==== RECORDED DATA

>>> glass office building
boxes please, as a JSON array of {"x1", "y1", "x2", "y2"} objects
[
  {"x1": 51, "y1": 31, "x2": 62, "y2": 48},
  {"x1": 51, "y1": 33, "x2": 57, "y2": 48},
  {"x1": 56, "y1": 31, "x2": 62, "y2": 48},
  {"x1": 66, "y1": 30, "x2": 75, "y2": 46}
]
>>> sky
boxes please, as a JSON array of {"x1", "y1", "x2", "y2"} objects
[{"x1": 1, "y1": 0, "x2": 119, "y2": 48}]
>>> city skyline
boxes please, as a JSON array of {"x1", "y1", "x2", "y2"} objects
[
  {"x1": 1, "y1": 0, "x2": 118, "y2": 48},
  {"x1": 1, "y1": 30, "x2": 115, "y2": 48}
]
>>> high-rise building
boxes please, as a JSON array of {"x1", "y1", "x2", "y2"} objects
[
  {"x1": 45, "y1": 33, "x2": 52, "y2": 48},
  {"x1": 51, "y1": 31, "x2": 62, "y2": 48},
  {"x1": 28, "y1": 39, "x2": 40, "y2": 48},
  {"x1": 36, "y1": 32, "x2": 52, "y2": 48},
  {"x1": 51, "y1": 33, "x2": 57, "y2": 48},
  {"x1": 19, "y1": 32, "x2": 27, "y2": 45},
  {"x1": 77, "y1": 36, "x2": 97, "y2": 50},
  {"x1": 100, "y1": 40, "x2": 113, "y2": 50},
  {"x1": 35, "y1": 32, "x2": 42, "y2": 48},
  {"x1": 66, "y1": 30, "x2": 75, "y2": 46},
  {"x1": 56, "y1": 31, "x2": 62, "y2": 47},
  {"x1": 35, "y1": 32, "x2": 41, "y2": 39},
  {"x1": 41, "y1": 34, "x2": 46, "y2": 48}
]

========
==== RECORDED DATA

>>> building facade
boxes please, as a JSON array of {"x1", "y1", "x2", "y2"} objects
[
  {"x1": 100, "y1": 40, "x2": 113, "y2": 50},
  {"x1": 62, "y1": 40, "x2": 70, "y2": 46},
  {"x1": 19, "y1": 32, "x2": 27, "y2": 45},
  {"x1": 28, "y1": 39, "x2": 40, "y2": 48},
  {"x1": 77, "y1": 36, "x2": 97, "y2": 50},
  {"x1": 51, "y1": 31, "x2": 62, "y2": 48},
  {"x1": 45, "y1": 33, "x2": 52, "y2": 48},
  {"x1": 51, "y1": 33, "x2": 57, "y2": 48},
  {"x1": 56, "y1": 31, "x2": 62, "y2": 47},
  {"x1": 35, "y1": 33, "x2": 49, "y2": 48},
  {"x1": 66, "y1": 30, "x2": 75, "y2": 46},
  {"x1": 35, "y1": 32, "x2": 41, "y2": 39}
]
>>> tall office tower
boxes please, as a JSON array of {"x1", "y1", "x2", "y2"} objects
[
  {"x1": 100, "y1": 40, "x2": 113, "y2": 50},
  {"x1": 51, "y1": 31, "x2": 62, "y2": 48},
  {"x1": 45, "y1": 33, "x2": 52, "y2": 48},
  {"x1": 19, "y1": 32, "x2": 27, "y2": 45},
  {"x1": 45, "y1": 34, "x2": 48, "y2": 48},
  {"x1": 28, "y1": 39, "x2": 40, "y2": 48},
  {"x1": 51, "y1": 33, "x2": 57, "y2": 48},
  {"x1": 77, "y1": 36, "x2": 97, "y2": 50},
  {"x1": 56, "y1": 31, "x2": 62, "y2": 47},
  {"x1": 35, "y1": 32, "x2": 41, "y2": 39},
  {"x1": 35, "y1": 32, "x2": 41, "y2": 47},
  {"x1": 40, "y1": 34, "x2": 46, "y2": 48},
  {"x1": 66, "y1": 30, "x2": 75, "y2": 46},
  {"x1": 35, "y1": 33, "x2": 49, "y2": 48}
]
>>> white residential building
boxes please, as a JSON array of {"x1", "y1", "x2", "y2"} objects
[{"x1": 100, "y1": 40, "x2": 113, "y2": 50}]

========

> **INSTRUCTIONS TO FOLLOW**
Your response should be made up of the lines in the data that contain the word "building".

> **EXERCISE RESPONSE**
>>> glass office building
>>> high-rise building
>>> building facade
>>> white residential building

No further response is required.